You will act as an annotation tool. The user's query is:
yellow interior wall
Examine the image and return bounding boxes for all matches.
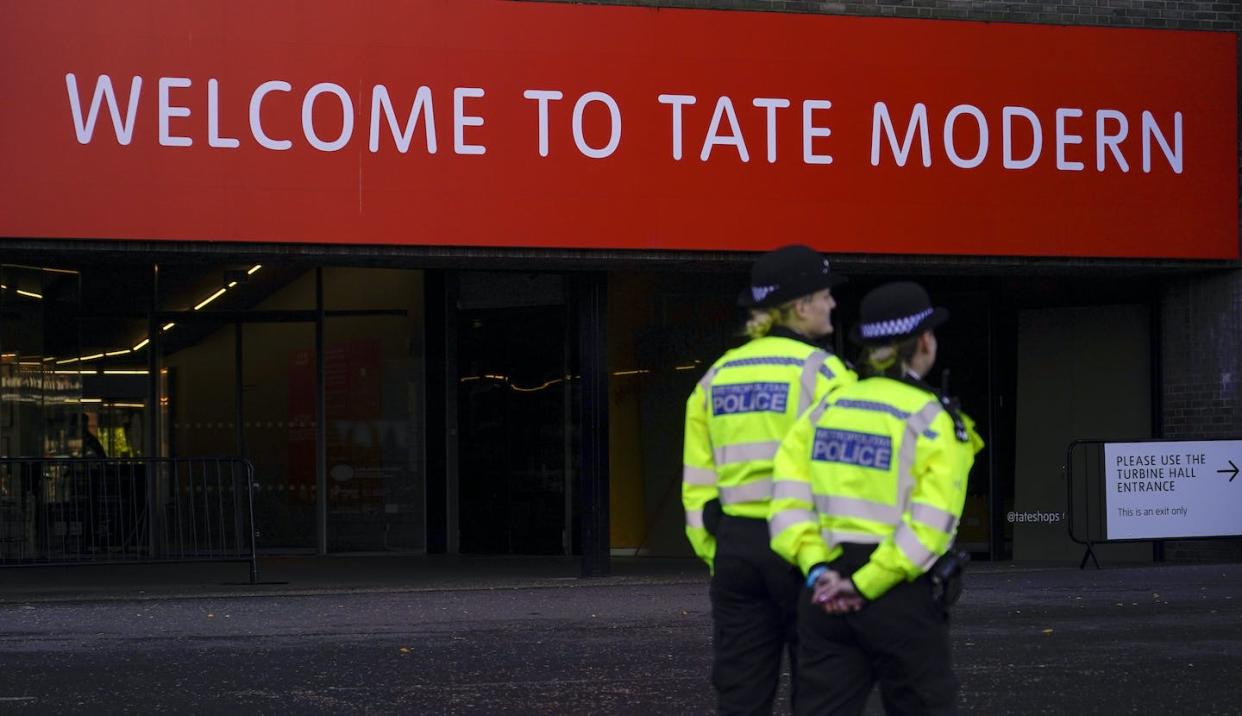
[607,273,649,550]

· · ·

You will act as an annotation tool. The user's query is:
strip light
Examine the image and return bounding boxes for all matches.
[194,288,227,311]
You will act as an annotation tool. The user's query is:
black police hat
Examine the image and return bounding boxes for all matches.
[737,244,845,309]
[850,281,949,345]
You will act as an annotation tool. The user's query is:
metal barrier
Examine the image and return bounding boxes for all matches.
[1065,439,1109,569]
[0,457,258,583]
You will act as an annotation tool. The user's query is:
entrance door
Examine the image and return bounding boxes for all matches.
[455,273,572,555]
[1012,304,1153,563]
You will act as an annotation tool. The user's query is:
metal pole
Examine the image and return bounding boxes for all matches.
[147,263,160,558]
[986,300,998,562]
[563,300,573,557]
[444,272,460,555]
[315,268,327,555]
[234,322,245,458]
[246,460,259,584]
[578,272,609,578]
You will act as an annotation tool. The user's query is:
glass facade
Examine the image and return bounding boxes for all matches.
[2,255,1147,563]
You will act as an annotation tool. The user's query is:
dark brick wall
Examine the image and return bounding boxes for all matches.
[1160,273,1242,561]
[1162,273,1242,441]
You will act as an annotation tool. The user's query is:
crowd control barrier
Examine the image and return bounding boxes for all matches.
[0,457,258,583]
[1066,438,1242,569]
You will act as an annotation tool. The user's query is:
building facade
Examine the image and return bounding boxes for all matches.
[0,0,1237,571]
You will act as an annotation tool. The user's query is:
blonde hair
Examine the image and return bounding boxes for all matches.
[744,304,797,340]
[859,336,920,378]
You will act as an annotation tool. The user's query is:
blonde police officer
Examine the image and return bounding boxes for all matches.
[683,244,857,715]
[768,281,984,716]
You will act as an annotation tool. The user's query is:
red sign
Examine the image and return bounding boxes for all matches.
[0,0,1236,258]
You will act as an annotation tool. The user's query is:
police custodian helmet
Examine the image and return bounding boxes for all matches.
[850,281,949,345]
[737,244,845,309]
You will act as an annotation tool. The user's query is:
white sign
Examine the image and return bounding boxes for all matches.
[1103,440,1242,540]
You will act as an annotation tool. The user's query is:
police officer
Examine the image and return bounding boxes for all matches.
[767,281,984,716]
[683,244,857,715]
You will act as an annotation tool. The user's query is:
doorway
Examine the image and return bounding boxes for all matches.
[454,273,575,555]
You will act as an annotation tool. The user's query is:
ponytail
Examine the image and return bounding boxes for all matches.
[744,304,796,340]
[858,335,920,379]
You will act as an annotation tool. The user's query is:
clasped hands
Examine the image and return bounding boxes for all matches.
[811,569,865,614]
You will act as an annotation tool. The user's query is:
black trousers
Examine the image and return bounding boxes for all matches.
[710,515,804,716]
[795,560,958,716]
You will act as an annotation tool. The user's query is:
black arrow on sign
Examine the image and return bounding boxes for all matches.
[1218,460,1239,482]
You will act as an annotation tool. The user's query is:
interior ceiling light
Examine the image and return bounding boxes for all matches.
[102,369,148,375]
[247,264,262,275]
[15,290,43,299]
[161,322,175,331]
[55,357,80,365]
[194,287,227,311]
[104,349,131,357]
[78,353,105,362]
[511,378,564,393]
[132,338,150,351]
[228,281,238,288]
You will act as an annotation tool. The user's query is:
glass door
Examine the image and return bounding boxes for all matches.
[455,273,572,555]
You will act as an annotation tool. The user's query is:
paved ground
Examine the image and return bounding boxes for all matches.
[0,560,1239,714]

· · ·

→ ACTIVITY:
Copy out, from the records above, every line that holds the string "barrier".

→ EXPECTED ANSWER:
metal barrier
crowd control barrier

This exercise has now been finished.